## ЗАДАНИЕ
Повторите дословно строки ниже: начните со строки, в которой есть «the white ankle», и остановитесь после строки с «x=378, y=575».

## Метки точек объектов
+ + + + +

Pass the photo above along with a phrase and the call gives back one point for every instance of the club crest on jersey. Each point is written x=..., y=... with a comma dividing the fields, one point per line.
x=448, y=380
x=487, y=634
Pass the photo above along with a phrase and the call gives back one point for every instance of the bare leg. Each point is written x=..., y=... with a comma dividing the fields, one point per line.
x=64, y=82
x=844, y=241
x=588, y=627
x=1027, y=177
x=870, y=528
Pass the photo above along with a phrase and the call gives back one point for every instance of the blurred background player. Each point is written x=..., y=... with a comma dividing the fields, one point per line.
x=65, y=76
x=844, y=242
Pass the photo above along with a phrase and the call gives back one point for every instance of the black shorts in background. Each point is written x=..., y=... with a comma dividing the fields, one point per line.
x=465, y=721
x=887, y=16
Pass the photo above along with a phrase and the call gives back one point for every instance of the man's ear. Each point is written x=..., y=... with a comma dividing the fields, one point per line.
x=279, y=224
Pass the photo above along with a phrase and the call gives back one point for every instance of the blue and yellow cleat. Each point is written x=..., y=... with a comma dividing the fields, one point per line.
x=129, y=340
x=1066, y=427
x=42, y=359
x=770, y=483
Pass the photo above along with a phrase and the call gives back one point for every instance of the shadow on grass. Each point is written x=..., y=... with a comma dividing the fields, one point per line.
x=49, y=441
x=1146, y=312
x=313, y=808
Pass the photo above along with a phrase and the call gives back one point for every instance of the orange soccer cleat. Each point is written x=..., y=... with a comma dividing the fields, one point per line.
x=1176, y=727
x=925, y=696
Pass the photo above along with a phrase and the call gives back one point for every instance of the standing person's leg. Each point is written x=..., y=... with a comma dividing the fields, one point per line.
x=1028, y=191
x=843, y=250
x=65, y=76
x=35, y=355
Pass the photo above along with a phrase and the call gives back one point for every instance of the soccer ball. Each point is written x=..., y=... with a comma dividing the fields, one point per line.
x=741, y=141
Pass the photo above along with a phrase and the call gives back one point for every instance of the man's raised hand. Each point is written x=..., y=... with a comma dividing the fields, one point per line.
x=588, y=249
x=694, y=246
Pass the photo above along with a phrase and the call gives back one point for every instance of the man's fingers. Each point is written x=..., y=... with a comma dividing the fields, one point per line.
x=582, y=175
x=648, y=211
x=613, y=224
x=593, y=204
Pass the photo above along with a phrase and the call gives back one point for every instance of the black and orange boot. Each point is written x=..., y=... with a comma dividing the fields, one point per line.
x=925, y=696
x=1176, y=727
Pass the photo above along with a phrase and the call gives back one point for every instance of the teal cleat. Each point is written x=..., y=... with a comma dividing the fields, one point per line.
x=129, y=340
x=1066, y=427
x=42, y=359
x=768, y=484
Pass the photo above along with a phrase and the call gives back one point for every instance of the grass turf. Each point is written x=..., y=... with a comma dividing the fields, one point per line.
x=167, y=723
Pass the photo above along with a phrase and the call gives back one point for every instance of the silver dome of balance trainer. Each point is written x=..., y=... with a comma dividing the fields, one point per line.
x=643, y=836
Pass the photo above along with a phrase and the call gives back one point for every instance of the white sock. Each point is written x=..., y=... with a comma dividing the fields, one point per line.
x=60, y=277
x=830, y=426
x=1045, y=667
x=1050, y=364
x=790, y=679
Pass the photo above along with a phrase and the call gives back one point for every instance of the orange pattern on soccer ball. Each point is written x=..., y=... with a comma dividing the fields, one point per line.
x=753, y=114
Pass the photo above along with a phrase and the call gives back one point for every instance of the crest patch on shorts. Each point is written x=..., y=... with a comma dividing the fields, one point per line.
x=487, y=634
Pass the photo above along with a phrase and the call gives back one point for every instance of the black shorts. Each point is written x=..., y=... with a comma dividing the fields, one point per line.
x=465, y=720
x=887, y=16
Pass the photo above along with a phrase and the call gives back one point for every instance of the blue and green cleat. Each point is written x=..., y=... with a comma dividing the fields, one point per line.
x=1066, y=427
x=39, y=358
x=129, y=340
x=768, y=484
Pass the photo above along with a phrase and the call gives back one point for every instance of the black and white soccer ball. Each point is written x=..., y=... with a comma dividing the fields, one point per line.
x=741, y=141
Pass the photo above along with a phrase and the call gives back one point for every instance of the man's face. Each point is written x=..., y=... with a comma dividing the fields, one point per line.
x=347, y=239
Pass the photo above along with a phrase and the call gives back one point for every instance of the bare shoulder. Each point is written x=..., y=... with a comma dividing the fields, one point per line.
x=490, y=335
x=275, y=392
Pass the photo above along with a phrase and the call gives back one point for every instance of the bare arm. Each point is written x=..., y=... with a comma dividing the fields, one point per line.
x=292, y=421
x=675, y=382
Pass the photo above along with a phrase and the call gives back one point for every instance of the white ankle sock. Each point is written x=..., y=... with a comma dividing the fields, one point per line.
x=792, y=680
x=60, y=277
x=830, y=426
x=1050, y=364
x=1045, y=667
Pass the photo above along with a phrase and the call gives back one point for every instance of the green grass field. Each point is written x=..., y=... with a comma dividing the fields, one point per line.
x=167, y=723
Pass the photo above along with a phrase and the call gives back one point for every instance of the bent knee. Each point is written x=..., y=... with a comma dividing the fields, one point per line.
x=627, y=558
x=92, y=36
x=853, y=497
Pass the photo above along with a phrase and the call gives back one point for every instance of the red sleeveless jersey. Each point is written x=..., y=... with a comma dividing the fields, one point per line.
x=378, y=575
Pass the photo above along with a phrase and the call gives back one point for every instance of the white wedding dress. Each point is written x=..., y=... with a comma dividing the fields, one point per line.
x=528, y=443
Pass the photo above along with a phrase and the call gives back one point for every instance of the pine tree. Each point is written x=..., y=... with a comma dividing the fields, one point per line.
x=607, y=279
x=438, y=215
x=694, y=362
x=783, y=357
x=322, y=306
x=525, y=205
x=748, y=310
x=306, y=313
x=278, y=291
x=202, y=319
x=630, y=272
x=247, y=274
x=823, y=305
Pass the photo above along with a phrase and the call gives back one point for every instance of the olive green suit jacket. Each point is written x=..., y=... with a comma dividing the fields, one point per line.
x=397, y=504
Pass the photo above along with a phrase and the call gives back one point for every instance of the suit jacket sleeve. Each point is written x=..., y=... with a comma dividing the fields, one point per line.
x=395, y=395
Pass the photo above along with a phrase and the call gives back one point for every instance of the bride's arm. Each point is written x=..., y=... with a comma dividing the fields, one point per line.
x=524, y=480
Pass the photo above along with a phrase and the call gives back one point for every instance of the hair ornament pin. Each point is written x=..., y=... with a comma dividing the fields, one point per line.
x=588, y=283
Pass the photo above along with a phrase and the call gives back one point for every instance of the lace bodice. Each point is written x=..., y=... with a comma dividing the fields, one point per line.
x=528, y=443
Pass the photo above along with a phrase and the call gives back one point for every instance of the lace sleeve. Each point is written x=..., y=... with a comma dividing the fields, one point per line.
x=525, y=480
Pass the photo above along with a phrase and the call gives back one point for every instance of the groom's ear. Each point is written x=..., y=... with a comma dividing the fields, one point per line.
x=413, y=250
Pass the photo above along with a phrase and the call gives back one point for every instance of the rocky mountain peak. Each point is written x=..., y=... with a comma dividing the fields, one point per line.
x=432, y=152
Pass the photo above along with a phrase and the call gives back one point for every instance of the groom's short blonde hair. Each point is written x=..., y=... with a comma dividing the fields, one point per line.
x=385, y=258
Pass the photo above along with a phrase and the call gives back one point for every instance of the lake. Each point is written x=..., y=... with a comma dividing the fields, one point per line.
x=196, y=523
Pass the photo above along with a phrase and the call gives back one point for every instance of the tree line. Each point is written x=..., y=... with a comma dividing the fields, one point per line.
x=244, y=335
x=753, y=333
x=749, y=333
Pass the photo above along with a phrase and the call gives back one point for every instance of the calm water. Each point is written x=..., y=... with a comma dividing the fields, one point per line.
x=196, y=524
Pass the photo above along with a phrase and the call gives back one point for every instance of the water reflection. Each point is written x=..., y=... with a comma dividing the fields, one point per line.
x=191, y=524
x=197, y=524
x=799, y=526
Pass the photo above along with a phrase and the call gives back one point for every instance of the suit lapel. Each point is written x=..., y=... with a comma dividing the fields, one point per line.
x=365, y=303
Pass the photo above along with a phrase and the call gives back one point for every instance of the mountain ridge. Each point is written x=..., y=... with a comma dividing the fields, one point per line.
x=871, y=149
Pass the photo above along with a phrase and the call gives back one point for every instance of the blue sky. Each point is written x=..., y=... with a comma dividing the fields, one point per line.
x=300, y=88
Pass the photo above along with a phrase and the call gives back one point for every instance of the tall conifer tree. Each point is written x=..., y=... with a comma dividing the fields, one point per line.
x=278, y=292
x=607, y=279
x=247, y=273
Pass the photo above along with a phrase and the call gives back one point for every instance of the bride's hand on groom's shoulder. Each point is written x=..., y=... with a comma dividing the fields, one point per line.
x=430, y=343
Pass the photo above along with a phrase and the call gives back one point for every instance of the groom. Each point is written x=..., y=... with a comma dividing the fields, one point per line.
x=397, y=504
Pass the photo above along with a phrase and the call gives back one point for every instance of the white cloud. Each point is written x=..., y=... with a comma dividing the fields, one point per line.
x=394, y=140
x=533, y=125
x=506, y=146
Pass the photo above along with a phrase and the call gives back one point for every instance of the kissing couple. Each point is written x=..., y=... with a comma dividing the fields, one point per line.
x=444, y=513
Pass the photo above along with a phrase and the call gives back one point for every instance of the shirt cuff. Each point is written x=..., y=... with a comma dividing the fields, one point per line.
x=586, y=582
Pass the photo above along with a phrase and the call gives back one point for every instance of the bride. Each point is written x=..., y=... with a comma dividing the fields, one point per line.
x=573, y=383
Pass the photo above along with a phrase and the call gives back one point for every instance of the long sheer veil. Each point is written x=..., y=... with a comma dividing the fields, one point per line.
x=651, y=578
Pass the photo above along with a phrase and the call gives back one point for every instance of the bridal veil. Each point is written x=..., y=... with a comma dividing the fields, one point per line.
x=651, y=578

+ + + + +

## ОБРАЗЕЦ ОТВЕТА
Pass the photo above along with a phrase and the call gives back one point for every instance of the white ankle sock. Each point is written x=..., y=... with a comma dividing the fields, one point per line.
x=792, y=680
x=60, y=277
x=830, y=426
x=1050, y=364
x=1045, y=667
Pass the photo above along with a phrase and the call gives back one point for every instance of the green grass field. Each point is written x=..., y=... with a comma dividing the fields, one point per line.
x=167, y=723
Pass the photo above along with a phrase and the call gives back one point for every instance of the bent knee. Each point is written x=..., y=... with a comma dividing the fields, one point per line.
x=627, y=558
x=92, y=36
x=853, y=497
Pass the photo above along with a phrase and the call gives back one point for every instance of the red sleeveless jersey. Each point is written x=..., y=... with a comma dividing the fields, one point per line.
x=378, y=575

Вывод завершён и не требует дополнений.